■ Exercise objective
With the line containing "In this exercise you will indicate the asphalt" as the start and the line containing "x=629, y=205" as the end, transcribe that span of the entries below exactly, including both.

(Saved entries)

((

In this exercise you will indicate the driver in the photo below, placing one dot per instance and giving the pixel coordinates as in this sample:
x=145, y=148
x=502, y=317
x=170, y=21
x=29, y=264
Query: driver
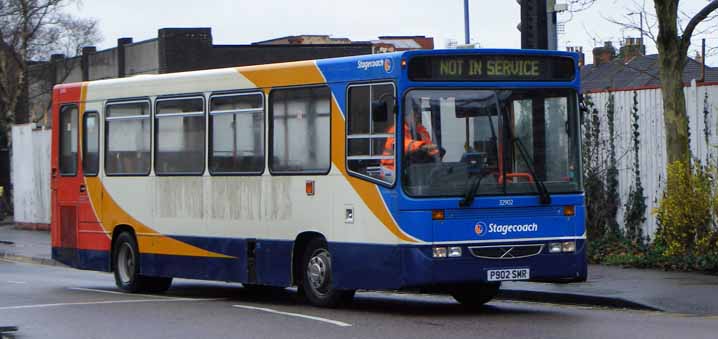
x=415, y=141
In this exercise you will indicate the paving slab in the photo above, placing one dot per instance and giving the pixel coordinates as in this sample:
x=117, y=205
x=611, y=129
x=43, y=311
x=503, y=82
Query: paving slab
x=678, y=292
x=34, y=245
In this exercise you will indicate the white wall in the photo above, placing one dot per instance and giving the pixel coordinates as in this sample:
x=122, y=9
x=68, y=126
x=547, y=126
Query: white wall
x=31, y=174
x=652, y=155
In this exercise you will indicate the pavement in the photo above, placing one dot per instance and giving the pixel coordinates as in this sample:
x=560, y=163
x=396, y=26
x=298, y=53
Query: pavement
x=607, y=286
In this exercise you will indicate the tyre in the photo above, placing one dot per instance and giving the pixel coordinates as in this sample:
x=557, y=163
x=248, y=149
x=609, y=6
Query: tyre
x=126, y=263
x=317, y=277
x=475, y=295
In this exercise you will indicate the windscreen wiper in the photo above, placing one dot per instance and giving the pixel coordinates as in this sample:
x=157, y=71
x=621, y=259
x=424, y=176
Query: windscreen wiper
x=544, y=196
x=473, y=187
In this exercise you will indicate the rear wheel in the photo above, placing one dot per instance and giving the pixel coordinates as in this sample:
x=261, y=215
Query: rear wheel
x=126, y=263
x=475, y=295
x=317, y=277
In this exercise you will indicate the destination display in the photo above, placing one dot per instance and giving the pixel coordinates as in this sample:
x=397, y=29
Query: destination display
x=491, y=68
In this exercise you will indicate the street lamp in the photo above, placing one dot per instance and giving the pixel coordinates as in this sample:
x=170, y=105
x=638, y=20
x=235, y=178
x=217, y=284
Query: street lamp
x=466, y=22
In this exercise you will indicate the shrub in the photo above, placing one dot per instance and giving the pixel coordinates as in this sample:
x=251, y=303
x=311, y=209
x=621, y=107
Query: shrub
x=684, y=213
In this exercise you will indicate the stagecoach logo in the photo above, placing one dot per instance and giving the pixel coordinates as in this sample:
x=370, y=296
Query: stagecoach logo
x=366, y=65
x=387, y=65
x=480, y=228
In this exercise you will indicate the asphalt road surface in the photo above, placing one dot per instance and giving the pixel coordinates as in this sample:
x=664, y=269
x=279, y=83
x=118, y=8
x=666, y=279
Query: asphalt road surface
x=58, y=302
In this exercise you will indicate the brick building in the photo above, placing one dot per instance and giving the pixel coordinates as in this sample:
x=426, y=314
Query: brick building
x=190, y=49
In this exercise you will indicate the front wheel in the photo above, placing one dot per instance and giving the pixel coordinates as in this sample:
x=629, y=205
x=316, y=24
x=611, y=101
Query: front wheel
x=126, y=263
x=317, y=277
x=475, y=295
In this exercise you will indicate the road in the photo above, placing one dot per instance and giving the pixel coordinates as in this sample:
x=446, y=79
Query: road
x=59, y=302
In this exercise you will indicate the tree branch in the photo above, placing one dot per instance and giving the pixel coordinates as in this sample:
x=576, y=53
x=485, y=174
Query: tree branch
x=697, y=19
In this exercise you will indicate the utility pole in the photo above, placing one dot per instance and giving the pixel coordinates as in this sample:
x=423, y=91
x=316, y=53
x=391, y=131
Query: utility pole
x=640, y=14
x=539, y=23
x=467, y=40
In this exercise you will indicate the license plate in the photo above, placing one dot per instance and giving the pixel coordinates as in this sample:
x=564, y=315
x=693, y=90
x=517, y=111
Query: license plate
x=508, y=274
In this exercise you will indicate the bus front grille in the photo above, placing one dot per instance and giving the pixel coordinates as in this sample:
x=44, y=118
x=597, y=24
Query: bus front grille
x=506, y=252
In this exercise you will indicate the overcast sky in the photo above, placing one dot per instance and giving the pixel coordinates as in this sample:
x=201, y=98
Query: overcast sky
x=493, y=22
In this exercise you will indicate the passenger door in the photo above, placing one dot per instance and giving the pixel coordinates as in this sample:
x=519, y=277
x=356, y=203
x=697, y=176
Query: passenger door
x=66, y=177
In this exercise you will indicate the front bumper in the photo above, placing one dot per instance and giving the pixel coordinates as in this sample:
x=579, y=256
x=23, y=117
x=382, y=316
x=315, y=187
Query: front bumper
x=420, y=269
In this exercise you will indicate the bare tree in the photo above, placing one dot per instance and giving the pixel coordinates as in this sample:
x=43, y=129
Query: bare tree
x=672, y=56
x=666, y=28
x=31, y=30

))

■ Solution to the exercise
In this exercise you will indicate the asphalt road surface in the photo above, placing one dot per instance and giving the pixel coordinates as in this sample:
x=664, y=269
x=279, y=83
x=118, y=8
x=666, y=279
Query: asphalt road surface
x=58, y=302
In this exercise you will indicate the brick building in the photo above, placing one dot per instance and giving the pixel coordinates as in this sample:
x=426, y=314
Query: brick building
x=190, y=49
In this exercise you will indicate the front wheel in the photo above, placing one dot per instance and giving the pixel coordinates as in this sample:
x=629, y=205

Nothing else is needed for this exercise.